*Tarefas*:
A. Na entrevista com o jornalista Paul Tough, sobre o trabalho de qual economista ele se debruça em seu segundo livro?
B. Dê continuidade à entrevista com Paul Tough, começando logo após a última frase apresentada.
──────── Texto selecionado ────────
Jornalista Paul Tough |
Escrito por Tania Pescarini
O jornalista Paul Tough, do New York Times, construiu sua carreira escrevendo sobre educação e políticas públicas de combate à pobreza em escolas de grandes cidades dos Estados Unidos. Seu primeiro livro, Whatever it takes: Geoffrey Canada's quest to change Harlem (sem tradução no Brasil), mostra a intervenção do governo, por meio da educação, para melhorar as perspectivas de vida de jovens crescidos em Harlem, bairro de Nova Iorque atingido pela pobreza e pela violência. Em seu segundo livro, Uma questão de caráter (Ed. Intrinseca), traduzido no Brasil, Paul debruça-se sobre o trabalho do economista James Heckman e a relevância de habilidades não cognitivas para o aprendizado e o sucesso acadêmico de crianças e adolescentes. Em um mundo dominado por avaliações padronizadas e exames de admissão em que uma minoria recebe o selo de aprovação, enquanto milhares de alunos são deixados para trás, Tough propõe uma escola que prepare para a vida e promova habilidades ao alcance de todos. Para o escritor, perseverança, otimismo e autocontrole são qualidades positivas que os jovens podem desenvolver já na adolescência e que trazem consigo o potencial de transformar vidas. A Gestão Educacional conversou com o jornalista americano em sua visita ao Brasil, em março, quando participou do Fórum Internacional de Políticas Públicas Educar para as competências do século 21. Confira a seguir as ideias de Paul Tough a respeito de uma das áreas mais novas e promissoras da educação: o estudo de habilidades não cognitivas.
Gestão Educacional: O que é uma educação de melhor qualidade? O que queremos atingir quando buscamos uma educação melhor?
Paul Tough: Acho que [para uma educação de qualidade] um dos principais objetivos é fazer com que os jovens permaneçam mais tempo na escola, concluam mais níveis educacionais. Outro objetivo é fazer com que crianças e adolescentes adquiram as ferramentas de que necessitam para uma vida de sucesso. E isso significa conquistar um emprego que lhes traga satisfação, que os integre de maneira produtiva à sociedade. E, principalmente, queremos que o jovem torne-se um adulto feliz, com boas relações familiares e integrado à sua comunidade. Esses são os objetivos em longo prazo. O que considero novo na abordagem que escolhi para meu trabalho é a definição de quais são essas ferramentas. A escola sempre tentou dar ao estudante as ferramentas necessárias ao sucesso, mas o que minha pesquisa mostra é que a escola tem uma noção um tanto limitada de quais são essas habilidades: grosso modo, o sistema educacional pensa que só o que importa é dominar a escrita e a matemática. Descobrimos que, para atingir os objetivos da educação, os jovens lançam mão de diversas habilidades, muitas delas não cognitivas.
──────── Dados exibidos ────────
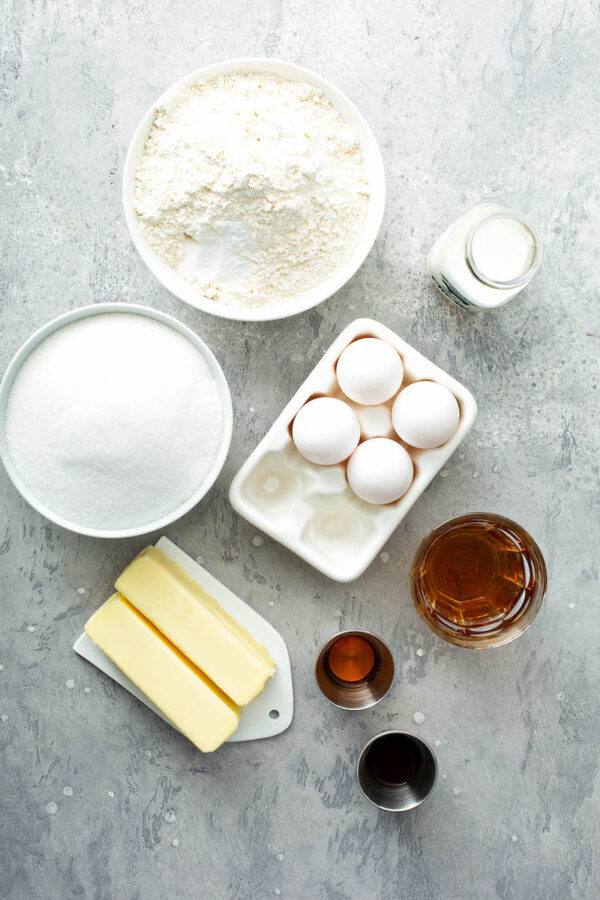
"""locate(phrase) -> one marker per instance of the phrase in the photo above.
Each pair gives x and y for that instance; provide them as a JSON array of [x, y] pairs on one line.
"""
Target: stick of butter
[[186, 696], [197, 625]]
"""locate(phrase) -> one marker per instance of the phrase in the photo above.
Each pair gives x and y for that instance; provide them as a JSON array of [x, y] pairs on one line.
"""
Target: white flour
[[253, 187], [114, 421]]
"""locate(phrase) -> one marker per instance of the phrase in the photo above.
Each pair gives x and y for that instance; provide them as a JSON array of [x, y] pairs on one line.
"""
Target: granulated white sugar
[[114, 421]]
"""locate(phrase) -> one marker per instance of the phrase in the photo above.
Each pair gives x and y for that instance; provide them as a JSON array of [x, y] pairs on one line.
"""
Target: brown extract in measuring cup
[[351, 658], [354, 669]]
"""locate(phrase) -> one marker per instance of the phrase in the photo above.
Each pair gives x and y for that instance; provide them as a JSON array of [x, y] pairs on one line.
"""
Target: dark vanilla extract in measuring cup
[[393, 759], [478, 580]]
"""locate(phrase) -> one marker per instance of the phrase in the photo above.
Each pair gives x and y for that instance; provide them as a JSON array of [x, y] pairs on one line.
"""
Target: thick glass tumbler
[[478, 580]]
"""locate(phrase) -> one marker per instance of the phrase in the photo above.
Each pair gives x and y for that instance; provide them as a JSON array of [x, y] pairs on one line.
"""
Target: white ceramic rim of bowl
[[85, 312], [302, 302]]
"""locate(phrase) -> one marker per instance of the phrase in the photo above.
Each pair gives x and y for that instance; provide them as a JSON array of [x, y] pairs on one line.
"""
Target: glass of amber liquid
[[478, 580]]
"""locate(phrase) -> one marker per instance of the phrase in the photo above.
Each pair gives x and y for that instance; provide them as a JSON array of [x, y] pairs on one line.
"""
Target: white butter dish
[[309, 508], [268, 714]]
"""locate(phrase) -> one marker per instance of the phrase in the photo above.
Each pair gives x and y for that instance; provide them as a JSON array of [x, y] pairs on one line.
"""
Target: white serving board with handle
[[310, 509], [272, 711]]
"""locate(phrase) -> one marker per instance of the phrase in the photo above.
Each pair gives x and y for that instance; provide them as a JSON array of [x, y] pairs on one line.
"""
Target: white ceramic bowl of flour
[[173, 281], [207, 365]]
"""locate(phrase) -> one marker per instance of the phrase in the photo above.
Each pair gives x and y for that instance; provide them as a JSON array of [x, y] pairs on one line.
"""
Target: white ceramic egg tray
[[272, 711], [310, 509]]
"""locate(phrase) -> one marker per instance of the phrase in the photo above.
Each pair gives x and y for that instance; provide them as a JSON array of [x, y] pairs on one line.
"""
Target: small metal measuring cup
[[396, 784], [361, 694]]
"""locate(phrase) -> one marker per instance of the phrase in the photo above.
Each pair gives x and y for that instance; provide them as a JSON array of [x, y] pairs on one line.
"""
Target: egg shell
[[380, 471], [370, 371], [326, 431], [425, 414]]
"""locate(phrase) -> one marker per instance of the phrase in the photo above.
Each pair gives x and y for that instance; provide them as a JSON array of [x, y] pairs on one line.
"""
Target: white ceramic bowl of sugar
[[371, 154], [86, 312]]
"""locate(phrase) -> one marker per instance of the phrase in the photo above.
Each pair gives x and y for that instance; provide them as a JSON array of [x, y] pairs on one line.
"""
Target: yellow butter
[[197, 624], [180, 690]]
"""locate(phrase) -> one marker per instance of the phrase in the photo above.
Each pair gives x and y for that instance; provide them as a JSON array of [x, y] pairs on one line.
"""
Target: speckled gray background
[[469, 102]]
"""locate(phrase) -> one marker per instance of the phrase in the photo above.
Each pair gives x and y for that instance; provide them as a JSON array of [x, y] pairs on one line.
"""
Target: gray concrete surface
[[469, 101]]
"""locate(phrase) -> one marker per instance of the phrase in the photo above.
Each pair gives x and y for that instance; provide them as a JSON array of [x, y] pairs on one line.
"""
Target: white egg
[[425, 414], [326, 431], [380, 471], [369, 371]]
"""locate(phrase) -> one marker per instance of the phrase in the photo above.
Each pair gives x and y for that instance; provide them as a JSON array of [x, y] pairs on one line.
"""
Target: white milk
[[486, 257]]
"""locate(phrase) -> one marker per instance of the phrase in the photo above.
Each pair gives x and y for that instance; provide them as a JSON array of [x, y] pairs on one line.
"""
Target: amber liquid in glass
────────
*Respostas por tarefa*:
A. Sobre o trabalho do economista James Heckman.

B.
Gestão Educacional: Quais são essas habilidades não cognitivas?
Tough: Podem ser definidas de várias maneiras, mas incluem traços como perseverança, determinação, autocontrole, conscienciosidade, otimismo. São traços de personalidade.
Gestão Educacional: Por que qualidades como curiosidade e determinação são tão, ou mais importantes, que o conhecimento das disciplinas para o sucesso na escola e na vida?
Tough: Descobrimos a importância das habilidades não cognitivas por meio de pesquisas e experimentos feitos por psicólogos e economistas ao longo dos anos (principalmente nos Estados Unidos). Essas pesquisas identificaram o desenvolvimento de qualidades como autocontrole e conscienciosidade em crianças, para depois acompanhá-las na vida adulta. Descobriu-se o enorme impacto das habilidades não cognitivas na vida das pessoas. Por quê? Devemos lembrar que habilidades cognitivas e não cognitivas estão interligadas, pois certos traços de personalidade ajudam no desenvolvimento de habilidades cognitivas. Têm grande impacto no desempenho do aluno conseguir comportar-se e prestar atenção à aula, terminar a lição de casa, comunicar-se com o professor, dar-se bem com os outros alunos, animar-se com novas ideias etc. Fora da sala de aula, pessoas conscienciosas, por exemplo, têm menos chances de contrair dívidas ou passar por divórcios, além de apresentarem menores índices de criminalidade. Ou seja, comprovamos que controlar os impulsos ajuda tanto crianças como adultos a evitar problemas.
Gestão Educacional: Em sua opinião, sucesso não pode ser medido exclusivamente por êxito financeiro?
Touch: Isso mesmo. Trabalhei basicamente com duas áreas de pesquisa: a psicologia e a economia. Os economistas particularmente tendem a ater-se a dados facilmente mensuráveis, como salários, índice de criminalidade, entre outros. Acho que são aspectos importantes, que podem ser indicativos de satisfação e felicidade. Por outro lado, psicólogos podem ir mais a fundo na análise dos resultados dos testes aplicados (testes que analisam habilidades não cognitivas). Resumindo, os marcadores econômicos são indicativos de sucesso, mas não monopolizam o real significado da palavra. Quando converso com educadores, ouço que eles querem para seus alunos uma vida produtiva e repleta de significado. Esse seria o objetivo mais nobre da educação, tanto para os pais quanto para os professores.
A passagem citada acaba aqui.